### Task goal:
The records underneath are to be printed in full and exactly, with no pictures carried over.

### Data records:

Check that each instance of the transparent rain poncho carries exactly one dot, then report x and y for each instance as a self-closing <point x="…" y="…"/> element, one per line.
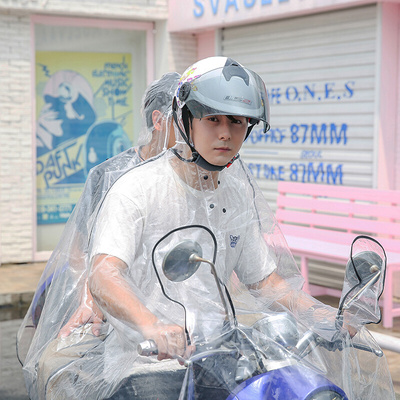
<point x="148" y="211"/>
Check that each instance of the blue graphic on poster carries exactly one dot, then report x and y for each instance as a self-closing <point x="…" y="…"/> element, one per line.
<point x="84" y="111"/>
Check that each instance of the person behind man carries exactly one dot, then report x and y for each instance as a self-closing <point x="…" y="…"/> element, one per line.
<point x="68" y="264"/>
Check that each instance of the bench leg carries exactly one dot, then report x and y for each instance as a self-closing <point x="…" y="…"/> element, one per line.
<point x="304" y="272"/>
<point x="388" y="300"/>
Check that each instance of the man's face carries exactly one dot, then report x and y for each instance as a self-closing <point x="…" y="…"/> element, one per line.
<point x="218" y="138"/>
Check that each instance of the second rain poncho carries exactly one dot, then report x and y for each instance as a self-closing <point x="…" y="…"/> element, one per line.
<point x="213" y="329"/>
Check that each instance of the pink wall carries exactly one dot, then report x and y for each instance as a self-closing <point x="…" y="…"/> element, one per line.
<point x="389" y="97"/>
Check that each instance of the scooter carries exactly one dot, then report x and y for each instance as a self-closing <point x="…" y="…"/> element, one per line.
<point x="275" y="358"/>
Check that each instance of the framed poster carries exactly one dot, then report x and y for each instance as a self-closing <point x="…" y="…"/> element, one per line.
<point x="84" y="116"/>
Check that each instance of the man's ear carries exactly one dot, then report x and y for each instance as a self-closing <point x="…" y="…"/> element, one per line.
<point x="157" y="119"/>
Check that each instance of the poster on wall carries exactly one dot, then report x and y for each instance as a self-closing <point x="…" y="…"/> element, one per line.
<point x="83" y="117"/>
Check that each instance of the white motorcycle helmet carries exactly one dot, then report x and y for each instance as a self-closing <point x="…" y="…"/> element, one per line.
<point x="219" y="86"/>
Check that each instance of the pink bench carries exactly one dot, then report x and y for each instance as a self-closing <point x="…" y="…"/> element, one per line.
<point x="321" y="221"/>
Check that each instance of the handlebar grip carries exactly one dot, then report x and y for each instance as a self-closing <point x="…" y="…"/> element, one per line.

### Task answer:
Check that each instance of the transparent rain poncho carries exactly one dot, then report x and y for each instance as a self-closing <point x="…" y="…"/> element, one per line.
<point x="148" y="211"/>
Check that each instance of the blue graphic on poster carries exactly one dot, then report x and y for each instance as a self-closing <point x="…" y="…"/> element, one per line.
<point x="84" y="111"/>
Check that each instance of the person behind man carries exactly one dot, then report x and y for each instance as a self-closing <point x="…" y="…"/> element, one per line.
<point x="68" y="264"/>
Check that each instance of the bench leg carries exactly one dot, then report x and y for each instance as a self-closing <point x="…" y="…"/> element, one per line.
<point x="304" y="272"/>
<point x="388" y="300"/>
Check that each instance of the man's face carries exactly one dot, then report x and y for each instance as a self-closing <point x="…" y="…"/> element, one per line.
<point x="218" y="138"/>
Check that each instance of the second rain poncho carries exactly one dot, then report x and y for each instance as a self-closing <point x="…" y="…"/> element, one per line.
<point x="213" y="329"/>
Check that each instance of the pink wall carries exactly one dot, then report x and y for each instance as a self-closing <point x="…" y="…"/> element, one per line.
<point x="389" y="97"/>
Check that each instance of the scooter carries exactly one dot, then report x and y for each instance as a self-closing <point x="…" y="…"/> element, one per line.
<point x="275" y="358"/>
Check that each instance of the framed poster carries exactly one dot, then report x and y for each instance as a self-closing <point x="…" y="…"/> element, one per line.
<point x="84" y="116"/>
Check that each instance of the man's ear carries exactly one dot, then report x and y for each instance as a self-closing <point x="…" y="…"/> element, one per line.
<point x="157" y="119"/>
Check that each instance of the poster on wall carries exactly one dot, then report x and y for each instance as a self-closing <point x="…" y="…"/> element, one per line.
<point x="83" y="117"/>
Check that each instance of the white motorcycle helmet carries exactly one dot, then report x and y for each instance as a self-closing <point x="…" y="…"/> element, one per line.
<point x="219" y="86"/>
Check that each instance of the pink bench carries exactly one dot, then report x and y for each instance as a self-closing <point x="…" y="…"/> element, one per line.
<point x="321" y="221"/>
Check that each instance of the handlebar grip carries exactly one dot, then report x and y for each instance as a self-closing <point x="…" y="…"/> element, one per line.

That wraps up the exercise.